→ Source text:
>> BEGIN
I think you should put aside the quest for "open source" curriculum and choose
the best items you can find a la carte. The point of homeschooling for me, as
a secular homeschooler, was to create a customized educational experience
tailored (meaning adapted on the fly) to what each child seemed to need and
what seemed to work. That meant not looking for comprehensive curricula but
trying different things for different subjects. Keep working with other
homeschoolers, online and off, to find materials to try. It's very difficult
to predict what will work before you try it, because kids are so different.
Reviews and recommendations help, but steel yourself to the hard fact that
doing the best job will mean expensive trial and error.

------
hackermailman
Bootstrap is open source
[https://www.bootstrapworld.org](https://www.bootstrapworld.org) as in you can
print off the work books or use pyret which runs in a browser with no install.
Functional style programming of math for kids they successfully run in many
state schools. You can even email Shriram if you wanted to ask him questions
about the curriculum he will probably answer. He specializes in education
[https://cs.brown.edu/~sk/Publications/Papers/Published/](https://cs.brown.edu/~sk/Publications/Papers/Published/)
>> END
Excerpts of labeled region data:
>> BEGIN
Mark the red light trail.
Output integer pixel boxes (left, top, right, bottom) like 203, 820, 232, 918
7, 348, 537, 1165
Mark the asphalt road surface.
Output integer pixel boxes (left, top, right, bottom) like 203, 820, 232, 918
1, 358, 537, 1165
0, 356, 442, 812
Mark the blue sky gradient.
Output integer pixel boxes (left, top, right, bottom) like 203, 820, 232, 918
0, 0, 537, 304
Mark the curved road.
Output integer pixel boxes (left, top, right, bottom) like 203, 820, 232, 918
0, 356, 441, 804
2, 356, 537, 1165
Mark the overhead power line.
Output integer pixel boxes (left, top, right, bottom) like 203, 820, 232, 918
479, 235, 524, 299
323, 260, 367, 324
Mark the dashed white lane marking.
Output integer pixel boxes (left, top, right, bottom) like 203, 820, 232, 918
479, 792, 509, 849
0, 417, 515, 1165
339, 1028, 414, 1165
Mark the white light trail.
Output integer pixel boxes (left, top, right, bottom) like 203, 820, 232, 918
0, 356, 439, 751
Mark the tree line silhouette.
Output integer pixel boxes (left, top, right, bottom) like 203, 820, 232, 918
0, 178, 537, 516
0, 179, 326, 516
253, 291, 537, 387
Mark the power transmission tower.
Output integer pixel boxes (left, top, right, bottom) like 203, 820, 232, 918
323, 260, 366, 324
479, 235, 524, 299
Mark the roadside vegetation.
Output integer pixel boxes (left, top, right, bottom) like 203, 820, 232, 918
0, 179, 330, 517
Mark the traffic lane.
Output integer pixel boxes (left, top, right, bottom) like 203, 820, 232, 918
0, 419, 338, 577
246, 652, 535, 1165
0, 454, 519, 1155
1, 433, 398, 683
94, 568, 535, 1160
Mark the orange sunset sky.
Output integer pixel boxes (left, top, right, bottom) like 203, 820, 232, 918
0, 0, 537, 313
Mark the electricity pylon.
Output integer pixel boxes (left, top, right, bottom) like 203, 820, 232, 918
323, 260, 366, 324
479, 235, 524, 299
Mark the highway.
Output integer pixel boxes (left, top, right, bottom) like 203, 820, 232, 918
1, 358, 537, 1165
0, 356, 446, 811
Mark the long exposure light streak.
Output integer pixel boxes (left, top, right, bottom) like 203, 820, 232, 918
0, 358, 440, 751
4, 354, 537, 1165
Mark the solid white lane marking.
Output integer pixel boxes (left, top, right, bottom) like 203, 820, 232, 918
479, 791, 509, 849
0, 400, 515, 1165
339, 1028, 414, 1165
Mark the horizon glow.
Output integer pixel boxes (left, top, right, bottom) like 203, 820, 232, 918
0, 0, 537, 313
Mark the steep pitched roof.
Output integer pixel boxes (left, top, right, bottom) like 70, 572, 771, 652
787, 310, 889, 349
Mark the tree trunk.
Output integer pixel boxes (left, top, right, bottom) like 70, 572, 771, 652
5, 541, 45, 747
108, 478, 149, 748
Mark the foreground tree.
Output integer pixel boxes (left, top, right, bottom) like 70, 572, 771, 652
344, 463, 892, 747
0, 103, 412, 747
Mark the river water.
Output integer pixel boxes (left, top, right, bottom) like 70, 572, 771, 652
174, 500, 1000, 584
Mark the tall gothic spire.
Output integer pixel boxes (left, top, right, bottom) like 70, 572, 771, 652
>> END
→ Stated exercise: Reproduce the passage of the homeschooling discussion starting at "Reviews and recommendations" and ending at "with no install.".

→ Written answer:
Reviews and recommendations help, but steel yourself to the hard fact that
doing the best job will mean expensive trial and error.

------
hackermailman
Bootstrap is open source
[https://www.bootstrapworld.org](https://www.bootstrapworld.org) as in you can
print off the work books or use pyret which runs in a browser with no install.